**Excerpted passage:**
╭──

You know how you get favourites among people you’ve never seen or heard or met? I check the international tennis results first thing every morning to see how Quentin Halys, Calvin Hemery and Manon Arcangioli are doing! And the cycling results for Lilian Calmejane and his team. 

Well, during my 40 years wandering in the Victorian musical theatre, I developed a devotion for, among others, the lady who called herself ‘Harriet Everard’. And, bit by bit, I put together a record of her career, culminating, as everyone knows, with her creation of the role of Little Buttercup in HMS Pinafore.

So, today, I would write up Harriet, that ‘plump and pleasing person’.



Now, anyone who has read my biographies … in my Victorian Vocalists and on my blog … knows that I do not just reel off a list of credits. Oh no. I like to investigate the background of the artist, his or her life out of the theatre, their family …

So, before I started in on ‘Miss Everard’, I did a morning’s digging. And so fruitfully did I dig, that the article on her darling career never got written. Instead, here comes some fascinating detail on her background! Well, fascinating to me!

Everybody knows that ‘Miss Everard’ or later ‘Miss H Everard’ was actually born Harriet(te) Emily Woollams. I can’t remember whether I was the first to reveal that, a hundred years ago, but anyway it is true. And attached to the bald facts, daughter of John Woollams – variously described as a builder and a decorator – and his wife Harriet née Graves. Doesn’t sound particularly interesting, does it? But it is.

‘Builder and decorator’ sounds like a local handyman. No. No way. Mr Woollams was a shining star of the British wallpaper world. His father was the biggest star. William Woollams of 31 Wigmore Street … ‘paper stainer’ … and he seems to have been around since the beginning of the 19th century!



I won’t detail his importance. If you are interested, there is a splendid book on the web detailing the Woollams influence on wallpaper:


William married a Huguenot-descended lady by name Mary Ann Aumonier … and, well, it all gets genealogically vast after that … but they seem to have had a bunch of sons (see 1841 census) all but one of whom went into wallpaper. That one was the youngest, David Woollams, who started life as a ‘carver and gilder’ but apparently became a singer ‘in the Opera’. Whatever, he died a rich man, so I suspect he had a day job.

╰──

Write the next part of the passage about Harriet Everard's family, picking up right after its last sentence. The entries that come next are separate and have nothing to do with the passage about Harriet Everard.

[Items for identifying locations]
╭──

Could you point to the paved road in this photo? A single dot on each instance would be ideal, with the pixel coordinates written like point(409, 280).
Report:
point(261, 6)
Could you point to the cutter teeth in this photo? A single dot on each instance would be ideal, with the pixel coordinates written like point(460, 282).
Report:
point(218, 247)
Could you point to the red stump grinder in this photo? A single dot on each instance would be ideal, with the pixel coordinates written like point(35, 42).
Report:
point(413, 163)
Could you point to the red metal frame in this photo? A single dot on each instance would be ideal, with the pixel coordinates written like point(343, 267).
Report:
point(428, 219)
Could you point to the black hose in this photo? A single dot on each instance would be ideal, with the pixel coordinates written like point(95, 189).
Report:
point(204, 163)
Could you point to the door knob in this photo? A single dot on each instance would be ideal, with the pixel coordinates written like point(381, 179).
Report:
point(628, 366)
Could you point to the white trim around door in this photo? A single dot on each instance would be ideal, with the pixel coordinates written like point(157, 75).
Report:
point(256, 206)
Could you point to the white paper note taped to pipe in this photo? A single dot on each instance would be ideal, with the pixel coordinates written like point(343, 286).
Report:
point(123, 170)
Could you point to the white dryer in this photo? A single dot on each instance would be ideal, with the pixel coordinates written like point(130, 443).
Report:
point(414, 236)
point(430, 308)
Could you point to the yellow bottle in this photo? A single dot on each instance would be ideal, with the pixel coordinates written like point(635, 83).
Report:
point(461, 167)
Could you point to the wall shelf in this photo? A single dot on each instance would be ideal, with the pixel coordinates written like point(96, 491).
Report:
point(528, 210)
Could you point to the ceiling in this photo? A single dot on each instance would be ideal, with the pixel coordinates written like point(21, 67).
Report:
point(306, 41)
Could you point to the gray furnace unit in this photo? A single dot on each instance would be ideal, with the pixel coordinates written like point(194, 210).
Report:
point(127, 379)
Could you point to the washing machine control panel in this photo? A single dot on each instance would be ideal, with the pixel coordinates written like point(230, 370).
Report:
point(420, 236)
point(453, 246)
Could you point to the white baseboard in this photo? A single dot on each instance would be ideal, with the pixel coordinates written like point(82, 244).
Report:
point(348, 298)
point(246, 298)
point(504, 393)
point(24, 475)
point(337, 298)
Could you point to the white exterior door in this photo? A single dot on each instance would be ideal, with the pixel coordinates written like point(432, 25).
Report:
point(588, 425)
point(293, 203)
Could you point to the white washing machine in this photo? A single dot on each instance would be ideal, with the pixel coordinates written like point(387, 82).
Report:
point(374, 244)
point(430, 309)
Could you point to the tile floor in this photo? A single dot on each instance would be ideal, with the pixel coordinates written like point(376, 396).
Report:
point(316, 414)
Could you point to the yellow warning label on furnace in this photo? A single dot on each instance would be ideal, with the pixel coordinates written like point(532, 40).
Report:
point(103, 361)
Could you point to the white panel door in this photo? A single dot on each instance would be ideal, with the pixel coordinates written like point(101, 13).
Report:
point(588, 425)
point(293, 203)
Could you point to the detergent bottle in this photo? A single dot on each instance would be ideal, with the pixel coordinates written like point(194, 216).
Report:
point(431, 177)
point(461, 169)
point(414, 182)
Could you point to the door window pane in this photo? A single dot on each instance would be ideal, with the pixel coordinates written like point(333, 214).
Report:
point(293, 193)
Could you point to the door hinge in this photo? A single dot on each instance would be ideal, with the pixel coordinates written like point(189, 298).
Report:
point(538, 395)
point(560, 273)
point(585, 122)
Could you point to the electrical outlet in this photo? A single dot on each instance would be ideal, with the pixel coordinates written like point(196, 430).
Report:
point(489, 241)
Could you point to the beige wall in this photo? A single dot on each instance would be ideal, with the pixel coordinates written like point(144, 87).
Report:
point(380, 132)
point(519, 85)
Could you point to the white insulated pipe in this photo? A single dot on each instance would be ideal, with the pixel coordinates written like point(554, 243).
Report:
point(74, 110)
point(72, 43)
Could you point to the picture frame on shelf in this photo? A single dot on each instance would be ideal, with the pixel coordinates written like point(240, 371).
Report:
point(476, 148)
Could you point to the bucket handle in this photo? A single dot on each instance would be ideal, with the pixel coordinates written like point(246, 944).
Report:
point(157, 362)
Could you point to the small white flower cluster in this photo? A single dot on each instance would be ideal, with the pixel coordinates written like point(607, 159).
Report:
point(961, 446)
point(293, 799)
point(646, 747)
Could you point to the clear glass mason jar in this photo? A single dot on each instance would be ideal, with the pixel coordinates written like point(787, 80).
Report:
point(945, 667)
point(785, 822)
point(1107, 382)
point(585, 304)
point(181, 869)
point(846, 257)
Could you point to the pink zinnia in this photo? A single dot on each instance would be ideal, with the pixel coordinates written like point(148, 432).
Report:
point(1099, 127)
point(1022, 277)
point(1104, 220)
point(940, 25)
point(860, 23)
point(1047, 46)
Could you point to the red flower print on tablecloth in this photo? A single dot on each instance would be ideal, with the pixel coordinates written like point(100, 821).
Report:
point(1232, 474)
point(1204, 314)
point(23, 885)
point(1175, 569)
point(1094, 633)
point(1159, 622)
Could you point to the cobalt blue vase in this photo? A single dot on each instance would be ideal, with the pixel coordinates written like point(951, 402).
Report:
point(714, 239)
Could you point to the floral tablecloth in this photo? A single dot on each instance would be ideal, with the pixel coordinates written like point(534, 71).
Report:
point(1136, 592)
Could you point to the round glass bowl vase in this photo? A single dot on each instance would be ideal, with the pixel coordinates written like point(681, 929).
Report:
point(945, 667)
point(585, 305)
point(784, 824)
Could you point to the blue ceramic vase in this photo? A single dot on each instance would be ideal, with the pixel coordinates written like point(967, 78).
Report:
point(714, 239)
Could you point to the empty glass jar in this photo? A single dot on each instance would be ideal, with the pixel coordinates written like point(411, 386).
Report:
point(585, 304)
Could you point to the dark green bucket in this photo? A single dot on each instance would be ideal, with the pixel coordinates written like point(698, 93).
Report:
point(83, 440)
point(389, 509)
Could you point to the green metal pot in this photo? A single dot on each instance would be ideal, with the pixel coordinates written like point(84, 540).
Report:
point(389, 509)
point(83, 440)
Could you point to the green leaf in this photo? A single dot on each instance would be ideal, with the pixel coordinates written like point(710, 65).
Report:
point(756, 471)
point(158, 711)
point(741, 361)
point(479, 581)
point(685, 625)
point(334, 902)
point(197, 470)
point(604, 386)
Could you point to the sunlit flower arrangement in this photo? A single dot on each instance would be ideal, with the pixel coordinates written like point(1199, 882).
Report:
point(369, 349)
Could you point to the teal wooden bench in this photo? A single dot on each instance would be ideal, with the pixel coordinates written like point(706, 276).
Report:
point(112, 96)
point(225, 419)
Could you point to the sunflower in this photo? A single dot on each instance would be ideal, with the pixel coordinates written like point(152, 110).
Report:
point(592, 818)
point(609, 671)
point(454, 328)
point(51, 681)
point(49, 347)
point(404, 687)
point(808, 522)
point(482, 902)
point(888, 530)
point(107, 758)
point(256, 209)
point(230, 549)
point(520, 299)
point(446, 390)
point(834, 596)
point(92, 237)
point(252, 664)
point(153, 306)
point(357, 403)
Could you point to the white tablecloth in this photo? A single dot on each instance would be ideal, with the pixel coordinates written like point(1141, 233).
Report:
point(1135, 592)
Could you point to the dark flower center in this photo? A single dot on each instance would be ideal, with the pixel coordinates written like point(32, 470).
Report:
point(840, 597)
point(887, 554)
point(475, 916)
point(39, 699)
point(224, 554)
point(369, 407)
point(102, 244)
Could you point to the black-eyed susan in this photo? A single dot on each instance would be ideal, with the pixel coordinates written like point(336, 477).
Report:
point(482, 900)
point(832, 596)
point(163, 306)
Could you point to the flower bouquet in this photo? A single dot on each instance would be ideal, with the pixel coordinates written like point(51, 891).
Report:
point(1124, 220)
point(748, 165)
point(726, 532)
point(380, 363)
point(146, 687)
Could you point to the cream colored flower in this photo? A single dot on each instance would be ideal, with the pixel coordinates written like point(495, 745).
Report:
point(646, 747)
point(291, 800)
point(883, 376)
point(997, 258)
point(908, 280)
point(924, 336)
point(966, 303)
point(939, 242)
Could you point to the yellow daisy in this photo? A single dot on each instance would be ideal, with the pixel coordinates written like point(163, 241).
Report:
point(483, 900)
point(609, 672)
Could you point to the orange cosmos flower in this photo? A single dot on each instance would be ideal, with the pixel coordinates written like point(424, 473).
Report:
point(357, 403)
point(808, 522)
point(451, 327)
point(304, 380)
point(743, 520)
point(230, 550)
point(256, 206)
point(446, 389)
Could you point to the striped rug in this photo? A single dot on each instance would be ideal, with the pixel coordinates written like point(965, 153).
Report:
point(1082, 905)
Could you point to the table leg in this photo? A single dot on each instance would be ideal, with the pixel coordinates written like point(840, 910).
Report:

╰──

**Task response:**
The highway and byways of the Woollams and Aumonier families would fill a book. After grandad’s death, the next generation took up the wallpapering – son William at 110 High Street Marylebone, and a John at 69 Marylebone Lane – I think, maybe, William with rather more success. They won prizes at the Great Exhibition and other trade fairs … yes, well, the book tells all. Even if it is sometimes difficult to sort out the Williams and the Johns!

So, enough of that. Let’s get on to Harriet[te]. 

Harriet was the first child of John Woollams and his wife Hariet[te] née Graves. They would have a heap more. Which is perhaps why Harriet appears to have been brought up by her aunt, Emily, who just happened to have married, in his later life, the much older goldsmith Fredéric Gibson … Aumonier, who died in 1866. Anyway, Harriet can be seen chez Aumonier in the 1861 census … 

Well, I’ll do the career tomorrow. Or maybe not. John Woollams sired several theatricals … had I better cover them?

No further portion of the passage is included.